Budaya adalah suatu cara hidup yang berkembang dan dimiliki bersama oleh sebuah kelompok orang dan diwariskan dari generasi ke generasi. Budaya terbentuk dari banyak unsur yang rumit, termasuk sistem agama dan politik, adat istiadat, bahasa, perkakas, pakaian, bangunan, dan karya seni.
Ada beberapa unsur-unsur yang dapat mempengaruhi budaya. Mempelajari unsur-unsur yang terdapat dalam sebuah kebudayaan sangat penting untuk memahami kebudayaan manusia. Kluckhon dalam bukunya yang berjudul Universal Categories of Culture membagi kebudayaan yang ditemukan pada semua bangsa di dunia dari sistem kebudayaan yang sederhana seperti masyarakat pedesaan hingga sistem kebudayaan yang kompleks seperti masyarakat perkotaan. Kluckhon membagi sistem kebudayaan menjadi tujuh unsur kebudayaan universal atau disebut dengan kultural universal. 7 unsur kebudayaan yaitu:
1.      Sistem Pencaharian Hidup
2.      Sistem Peralatan dan Teknologi
3.      Sistem Organisasi Kemasyarakatan
4.      Sistem Pengetahuan
5.      Bahasa
6.      Kesenian
7.      Sistem Religi dan Upacara Keagamaan
Berbicara tentang karya sastra yang akan dibahas erat kaitannya dengan unsur feminisme dan budaya yang ada di dalamnya. Novel Daerah Salju karya Yasunari Kawabata dan Novel Perempuan Di Titik Nol Karya Nawal el Saadawi. Kedua novel ini bercerita tentang latar belakang budaya dan karakter wanita yang diangkat dalam kedua cerita tersebut. Tentang seorang perempuan yang sama-sama bekerja sebagai wanita penghibur tetapi terdapat perbedaan yang signifikan karena kedua novel ini memiliki latar belakang budaya yang berbeda. Penulis dalam kedua novel ini memperlihatkan kehadiran tokoh perempuan yang sangat kuat dan patut diperhitungkan. Kedua tokoh itu bernama Komako dan Firdaus.

### LATIHAN
**a.** Menurut teks tentang budaya, Kluckhon membagi sistem kebudayaan menjadi berapa unsur?
**b.** Salin persis bagian teks tentang budaya mulai dari "Budaya adalah suatu" sampai dengan "dan karya seni.", termasuk kata-kata terakhir itu.

### INFORMASI YANG DIBERIKAN
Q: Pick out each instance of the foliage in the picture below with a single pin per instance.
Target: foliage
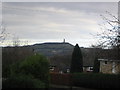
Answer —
(110, 35)
(95, 80)
(22, 81)
(77, 60)
(60, 79)
(96, 67)
(36, 66)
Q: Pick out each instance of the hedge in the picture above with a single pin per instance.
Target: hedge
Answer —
(60, 79)
(22, 81)
(93, 80)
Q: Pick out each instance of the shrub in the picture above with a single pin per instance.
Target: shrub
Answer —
(22, 81)
(36, 66)
(60, 79)
(95, 80)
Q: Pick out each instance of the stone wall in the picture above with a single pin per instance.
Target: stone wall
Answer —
(109, 67)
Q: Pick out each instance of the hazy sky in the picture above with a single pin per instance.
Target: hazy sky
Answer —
(39, 22)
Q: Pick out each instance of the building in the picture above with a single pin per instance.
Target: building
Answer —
(109, 66)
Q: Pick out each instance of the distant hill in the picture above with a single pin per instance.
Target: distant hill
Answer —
(53, 49)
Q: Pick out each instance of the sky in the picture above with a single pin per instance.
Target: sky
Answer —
(39, 22)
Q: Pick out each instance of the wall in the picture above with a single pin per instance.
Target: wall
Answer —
(110, 67)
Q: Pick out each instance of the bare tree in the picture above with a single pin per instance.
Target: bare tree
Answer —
(110, 35)
(3, 33)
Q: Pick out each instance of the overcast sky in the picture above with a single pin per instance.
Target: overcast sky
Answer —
(39, 22)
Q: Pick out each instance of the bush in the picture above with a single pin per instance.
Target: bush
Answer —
(60, 79)
(22, 81)
(95, 80)
(36, 66)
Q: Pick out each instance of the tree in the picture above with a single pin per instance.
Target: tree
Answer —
(110, 35)
(77, 60)
(96, 67)
(3, 33)
(36, 65)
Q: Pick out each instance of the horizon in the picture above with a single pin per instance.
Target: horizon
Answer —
(40, 22)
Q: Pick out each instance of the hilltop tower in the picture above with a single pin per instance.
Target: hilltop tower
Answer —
(63, 40)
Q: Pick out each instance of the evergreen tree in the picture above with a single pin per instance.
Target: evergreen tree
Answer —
(96, 67)
(77, 60)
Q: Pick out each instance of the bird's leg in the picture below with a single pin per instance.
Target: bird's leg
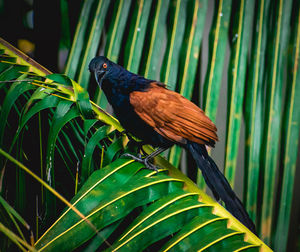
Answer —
(146, 160)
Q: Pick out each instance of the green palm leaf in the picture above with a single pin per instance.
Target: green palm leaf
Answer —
(159, 205)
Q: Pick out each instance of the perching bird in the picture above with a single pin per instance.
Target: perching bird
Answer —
(162, 118)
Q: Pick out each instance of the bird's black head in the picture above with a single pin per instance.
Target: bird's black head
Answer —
(100, 66)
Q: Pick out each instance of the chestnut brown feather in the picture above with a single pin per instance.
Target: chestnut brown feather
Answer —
(173, 116)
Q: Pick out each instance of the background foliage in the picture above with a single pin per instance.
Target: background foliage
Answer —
(253, 53)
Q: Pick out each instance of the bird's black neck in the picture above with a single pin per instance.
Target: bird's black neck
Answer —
(117, 87)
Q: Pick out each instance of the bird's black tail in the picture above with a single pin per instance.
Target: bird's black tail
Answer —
(219, 185)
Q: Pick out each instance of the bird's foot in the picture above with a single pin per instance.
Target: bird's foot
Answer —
(142, 160)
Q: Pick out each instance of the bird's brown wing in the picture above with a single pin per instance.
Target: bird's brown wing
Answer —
(173, 116)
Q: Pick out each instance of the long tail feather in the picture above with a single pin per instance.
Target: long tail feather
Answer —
(219, 185)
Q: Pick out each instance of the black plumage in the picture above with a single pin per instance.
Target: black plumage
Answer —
(162, 118)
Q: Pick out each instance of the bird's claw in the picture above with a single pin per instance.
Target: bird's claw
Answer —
(142, 160)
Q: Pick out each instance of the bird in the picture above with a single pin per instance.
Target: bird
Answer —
(151, 112)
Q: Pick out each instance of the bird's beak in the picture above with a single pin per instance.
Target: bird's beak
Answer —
(99, 77)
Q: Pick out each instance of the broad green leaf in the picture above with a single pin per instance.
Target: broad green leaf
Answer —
(236, 84)
(189, 58)
(86, 169)
(78, 41)
(15, 91)
(254, 109)
(175, 35)
(274, 82)
(92, 42)
(114, 40)
(217, 52)
(290, 138)
(151, 65)
(137, 32)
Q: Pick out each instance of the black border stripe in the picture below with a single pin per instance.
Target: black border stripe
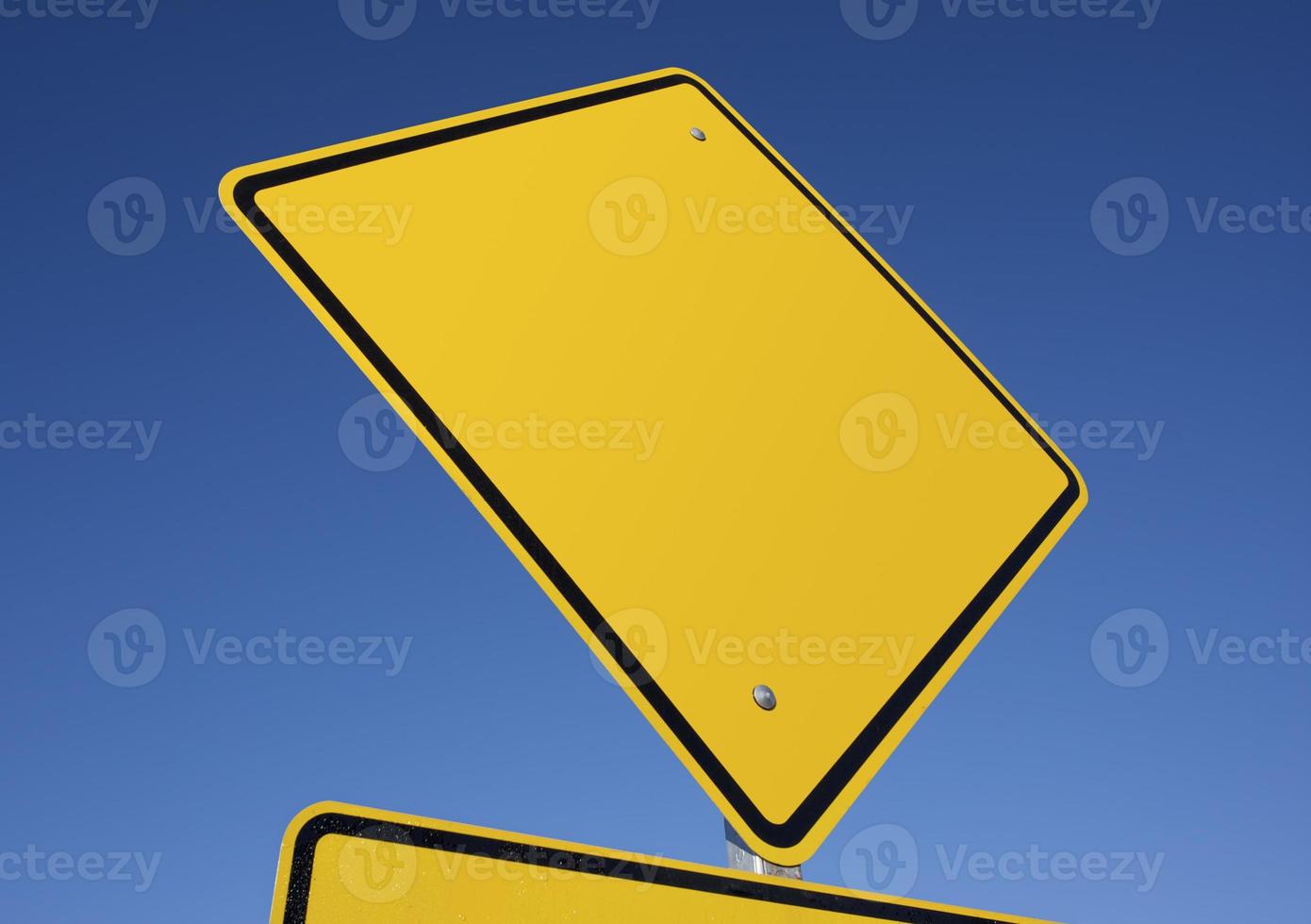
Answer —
(795, 829)
(646, 869)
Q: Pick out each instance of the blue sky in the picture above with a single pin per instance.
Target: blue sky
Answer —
(1108, 205)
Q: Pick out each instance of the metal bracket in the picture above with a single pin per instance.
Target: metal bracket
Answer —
(742, 857)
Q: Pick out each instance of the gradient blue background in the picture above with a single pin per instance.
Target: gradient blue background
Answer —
(248, 517)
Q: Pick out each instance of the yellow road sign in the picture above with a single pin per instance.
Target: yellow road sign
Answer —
(341, 864)
(772, 491)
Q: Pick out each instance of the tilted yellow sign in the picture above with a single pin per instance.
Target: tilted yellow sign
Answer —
(772, 491)
(341, 864)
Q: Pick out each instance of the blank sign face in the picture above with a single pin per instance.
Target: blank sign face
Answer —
(348, 866)
(747, 464)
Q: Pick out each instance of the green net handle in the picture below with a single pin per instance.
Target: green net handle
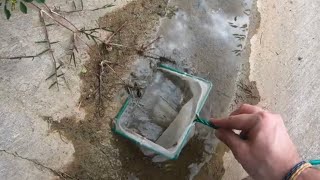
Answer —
(206, 122)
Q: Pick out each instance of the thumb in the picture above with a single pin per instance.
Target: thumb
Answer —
(232, 140)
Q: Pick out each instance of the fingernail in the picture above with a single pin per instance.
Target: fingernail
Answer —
(218, 133)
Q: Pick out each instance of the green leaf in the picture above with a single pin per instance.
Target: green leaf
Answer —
(23, 8)
(7, 12)
(40, 1)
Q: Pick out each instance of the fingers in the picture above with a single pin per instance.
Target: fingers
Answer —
(240, 122)
(246, 109)
(232, 140)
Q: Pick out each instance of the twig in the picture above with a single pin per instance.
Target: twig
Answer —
(50, 50)
(103, 7)
(51, 17)
(24, 57)
(114, 33)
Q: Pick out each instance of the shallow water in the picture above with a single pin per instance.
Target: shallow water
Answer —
(201, 37)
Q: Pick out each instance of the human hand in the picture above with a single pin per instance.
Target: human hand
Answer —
(263, 148)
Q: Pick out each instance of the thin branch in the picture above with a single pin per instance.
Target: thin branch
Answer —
(25, 57)
(115, 33)
(51, 51)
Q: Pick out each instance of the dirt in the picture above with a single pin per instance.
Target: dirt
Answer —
(99, 153)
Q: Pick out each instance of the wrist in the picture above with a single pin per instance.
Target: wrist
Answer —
(309, 173)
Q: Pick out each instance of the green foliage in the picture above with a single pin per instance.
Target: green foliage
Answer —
(7, 12)
(12, 4)
(23, 8)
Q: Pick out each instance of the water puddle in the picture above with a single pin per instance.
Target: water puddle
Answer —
(202, 37)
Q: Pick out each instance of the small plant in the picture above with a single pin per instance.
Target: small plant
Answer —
(10, 5)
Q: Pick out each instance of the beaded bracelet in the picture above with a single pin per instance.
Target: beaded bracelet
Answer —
(297, 170)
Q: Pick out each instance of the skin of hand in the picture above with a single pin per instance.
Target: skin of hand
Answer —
(263, 148)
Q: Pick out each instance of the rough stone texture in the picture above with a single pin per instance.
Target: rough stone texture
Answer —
(284, 63)
(25, 97)
(286, 67)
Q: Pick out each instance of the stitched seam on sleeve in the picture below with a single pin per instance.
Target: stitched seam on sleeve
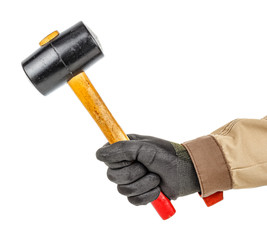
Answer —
(233, 123)
(197, 170)
(224, 158)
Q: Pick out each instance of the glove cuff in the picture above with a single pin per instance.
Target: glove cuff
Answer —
(188, 182)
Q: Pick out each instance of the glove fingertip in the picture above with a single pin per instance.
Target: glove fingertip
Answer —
(145, 198)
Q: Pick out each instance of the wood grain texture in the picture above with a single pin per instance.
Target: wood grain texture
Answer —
(90, 98)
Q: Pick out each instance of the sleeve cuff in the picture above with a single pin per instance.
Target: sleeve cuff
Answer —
(210, 164)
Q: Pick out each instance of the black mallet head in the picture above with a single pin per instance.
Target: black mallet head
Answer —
(61, 58)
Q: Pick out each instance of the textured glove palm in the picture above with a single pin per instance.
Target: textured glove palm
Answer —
(147, 165)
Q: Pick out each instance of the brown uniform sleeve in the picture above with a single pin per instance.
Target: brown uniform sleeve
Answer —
(233, 156)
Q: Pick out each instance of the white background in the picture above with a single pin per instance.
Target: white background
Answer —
(172, 69)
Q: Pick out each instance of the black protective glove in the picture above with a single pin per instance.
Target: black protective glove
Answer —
(147, 165)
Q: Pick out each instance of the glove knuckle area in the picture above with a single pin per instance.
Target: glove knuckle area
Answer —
(142, 185)
(127, 174)
(145, 198)
(119, 151)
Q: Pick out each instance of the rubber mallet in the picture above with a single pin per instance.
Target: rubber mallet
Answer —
(63, 58)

### JAWABAN YANG DIHARAPKAN
**a.** Tujuh unsur kebudayaan universal.

**b.**
Budaya adalah suatu cara hidup yang berkembang dan dimiliki bersama oleh sebuah kelompok orang dan diwariskan dari generasi ke generasi. Budaya terbentuk dari banyak unsur yang rumit, termasuk sistem agama dan politik, adat istiadat, bahasa, perkakas, pakaian, bangunan, dan karya seni.